[RECORDS FOR THE TASK]:
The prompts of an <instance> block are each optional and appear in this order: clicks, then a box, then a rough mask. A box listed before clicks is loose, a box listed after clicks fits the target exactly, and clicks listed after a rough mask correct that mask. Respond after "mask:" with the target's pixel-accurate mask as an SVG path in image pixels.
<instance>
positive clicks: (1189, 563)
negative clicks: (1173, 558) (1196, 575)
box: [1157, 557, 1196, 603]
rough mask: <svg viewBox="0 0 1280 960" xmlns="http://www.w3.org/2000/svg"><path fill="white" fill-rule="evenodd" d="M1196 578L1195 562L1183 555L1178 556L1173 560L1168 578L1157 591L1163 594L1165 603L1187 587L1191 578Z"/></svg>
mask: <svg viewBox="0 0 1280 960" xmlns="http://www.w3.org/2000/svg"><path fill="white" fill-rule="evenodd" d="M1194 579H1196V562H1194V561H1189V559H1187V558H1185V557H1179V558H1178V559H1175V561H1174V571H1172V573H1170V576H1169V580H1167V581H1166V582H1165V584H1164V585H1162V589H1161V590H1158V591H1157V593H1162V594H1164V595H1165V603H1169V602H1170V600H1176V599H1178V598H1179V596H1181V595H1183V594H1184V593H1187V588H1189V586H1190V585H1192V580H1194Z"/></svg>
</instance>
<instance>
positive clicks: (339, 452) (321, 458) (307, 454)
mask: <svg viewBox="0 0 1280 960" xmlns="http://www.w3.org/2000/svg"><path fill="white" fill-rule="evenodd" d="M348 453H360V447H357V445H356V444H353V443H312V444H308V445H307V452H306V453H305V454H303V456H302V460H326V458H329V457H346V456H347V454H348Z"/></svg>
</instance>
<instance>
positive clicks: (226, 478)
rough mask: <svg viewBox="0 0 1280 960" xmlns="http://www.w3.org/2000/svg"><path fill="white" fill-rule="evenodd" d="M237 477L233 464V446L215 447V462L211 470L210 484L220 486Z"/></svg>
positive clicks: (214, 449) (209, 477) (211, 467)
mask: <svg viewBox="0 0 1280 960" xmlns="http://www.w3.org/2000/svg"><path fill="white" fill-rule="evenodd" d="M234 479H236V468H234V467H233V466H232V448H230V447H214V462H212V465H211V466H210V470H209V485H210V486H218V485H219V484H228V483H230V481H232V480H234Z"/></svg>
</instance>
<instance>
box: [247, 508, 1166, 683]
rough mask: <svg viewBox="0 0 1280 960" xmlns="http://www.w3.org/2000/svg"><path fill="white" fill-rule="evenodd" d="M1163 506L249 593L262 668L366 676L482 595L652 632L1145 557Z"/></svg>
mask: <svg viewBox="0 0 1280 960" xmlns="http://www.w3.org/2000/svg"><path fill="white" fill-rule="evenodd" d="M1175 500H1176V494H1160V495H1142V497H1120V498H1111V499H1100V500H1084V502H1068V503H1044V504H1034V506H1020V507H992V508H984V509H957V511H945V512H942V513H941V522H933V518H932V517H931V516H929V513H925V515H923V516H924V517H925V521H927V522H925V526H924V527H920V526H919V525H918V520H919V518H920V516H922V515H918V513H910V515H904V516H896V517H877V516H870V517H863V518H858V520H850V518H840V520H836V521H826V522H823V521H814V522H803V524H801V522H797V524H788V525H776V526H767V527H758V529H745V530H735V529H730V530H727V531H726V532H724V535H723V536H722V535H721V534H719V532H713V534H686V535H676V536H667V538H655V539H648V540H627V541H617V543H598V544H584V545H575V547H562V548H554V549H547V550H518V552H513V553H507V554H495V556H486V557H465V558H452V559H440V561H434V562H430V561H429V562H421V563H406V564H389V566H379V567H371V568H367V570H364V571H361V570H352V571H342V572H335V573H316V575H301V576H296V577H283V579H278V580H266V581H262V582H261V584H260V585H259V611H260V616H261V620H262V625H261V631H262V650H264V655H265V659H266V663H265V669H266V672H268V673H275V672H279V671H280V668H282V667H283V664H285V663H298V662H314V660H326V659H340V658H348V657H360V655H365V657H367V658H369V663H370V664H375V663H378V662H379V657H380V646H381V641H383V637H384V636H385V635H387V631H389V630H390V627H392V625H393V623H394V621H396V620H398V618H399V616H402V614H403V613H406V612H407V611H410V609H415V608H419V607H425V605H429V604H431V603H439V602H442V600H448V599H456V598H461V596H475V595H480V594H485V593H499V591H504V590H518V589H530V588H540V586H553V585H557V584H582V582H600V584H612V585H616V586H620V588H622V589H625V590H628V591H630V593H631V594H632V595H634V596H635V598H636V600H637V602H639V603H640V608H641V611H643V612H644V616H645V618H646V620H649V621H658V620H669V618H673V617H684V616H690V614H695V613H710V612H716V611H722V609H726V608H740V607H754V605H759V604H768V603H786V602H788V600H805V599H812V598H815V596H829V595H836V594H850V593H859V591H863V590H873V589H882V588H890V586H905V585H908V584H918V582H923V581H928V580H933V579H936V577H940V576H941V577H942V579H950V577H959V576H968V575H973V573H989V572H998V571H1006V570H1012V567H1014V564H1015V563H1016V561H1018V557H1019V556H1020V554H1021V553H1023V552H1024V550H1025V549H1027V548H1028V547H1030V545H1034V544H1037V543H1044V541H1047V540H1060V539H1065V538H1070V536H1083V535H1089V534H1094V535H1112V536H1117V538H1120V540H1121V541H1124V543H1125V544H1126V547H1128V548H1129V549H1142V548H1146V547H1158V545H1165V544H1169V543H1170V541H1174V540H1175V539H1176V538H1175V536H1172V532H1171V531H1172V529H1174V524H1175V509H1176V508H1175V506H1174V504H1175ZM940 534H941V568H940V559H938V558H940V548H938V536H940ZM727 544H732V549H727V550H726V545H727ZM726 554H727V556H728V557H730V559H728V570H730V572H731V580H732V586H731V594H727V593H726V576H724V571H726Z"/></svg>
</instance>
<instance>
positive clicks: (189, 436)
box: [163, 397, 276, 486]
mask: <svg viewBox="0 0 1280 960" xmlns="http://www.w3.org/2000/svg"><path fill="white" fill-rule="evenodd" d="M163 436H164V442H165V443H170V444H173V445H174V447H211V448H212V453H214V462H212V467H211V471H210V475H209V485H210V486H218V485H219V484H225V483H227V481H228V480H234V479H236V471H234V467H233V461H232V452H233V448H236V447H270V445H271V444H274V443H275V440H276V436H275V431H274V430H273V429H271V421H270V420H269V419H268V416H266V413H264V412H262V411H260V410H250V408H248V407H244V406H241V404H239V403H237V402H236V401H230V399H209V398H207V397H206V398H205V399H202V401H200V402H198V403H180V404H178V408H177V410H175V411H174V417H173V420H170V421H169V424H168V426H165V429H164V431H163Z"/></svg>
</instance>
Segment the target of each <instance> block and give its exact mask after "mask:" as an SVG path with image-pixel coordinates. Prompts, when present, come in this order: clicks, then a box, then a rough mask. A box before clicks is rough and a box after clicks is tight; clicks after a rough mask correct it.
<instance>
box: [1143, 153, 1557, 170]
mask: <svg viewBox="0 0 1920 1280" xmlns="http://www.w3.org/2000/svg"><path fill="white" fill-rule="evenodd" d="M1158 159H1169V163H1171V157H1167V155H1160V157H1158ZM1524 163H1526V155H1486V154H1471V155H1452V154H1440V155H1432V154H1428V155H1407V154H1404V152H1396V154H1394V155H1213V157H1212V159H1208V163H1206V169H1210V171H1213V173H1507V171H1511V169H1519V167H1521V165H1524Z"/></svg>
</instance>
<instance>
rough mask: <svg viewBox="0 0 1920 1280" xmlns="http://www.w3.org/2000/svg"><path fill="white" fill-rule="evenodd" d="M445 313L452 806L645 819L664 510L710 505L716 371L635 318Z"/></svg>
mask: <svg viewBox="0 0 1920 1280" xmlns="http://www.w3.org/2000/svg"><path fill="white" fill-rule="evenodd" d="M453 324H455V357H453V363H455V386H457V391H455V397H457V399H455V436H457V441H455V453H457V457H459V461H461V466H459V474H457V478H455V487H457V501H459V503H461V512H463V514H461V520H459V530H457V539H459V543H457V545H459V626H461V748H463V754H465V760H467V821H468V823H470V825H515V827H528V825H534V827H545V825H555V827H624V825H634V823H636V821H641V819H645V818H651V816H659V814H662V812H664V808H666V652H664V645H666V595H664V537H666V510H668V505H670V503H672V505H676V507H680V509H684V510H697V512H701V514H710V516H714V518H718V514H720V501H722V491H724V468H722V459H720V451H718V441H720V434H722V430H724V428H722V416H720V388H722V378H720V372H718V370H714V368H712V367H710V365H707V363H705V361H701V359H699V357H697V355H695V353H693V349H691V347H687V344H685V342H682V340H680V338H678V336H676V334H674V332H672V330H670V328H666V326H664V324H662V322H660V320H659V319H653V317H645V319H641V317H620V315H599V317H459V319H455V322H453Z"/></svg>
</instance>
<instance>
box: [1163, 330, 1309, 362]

[THE PROBLEM]:
How many lines of the listing contain the string "pixel"? Case counts, and the reply should be the number alone.

[ANSWER BOX]:
2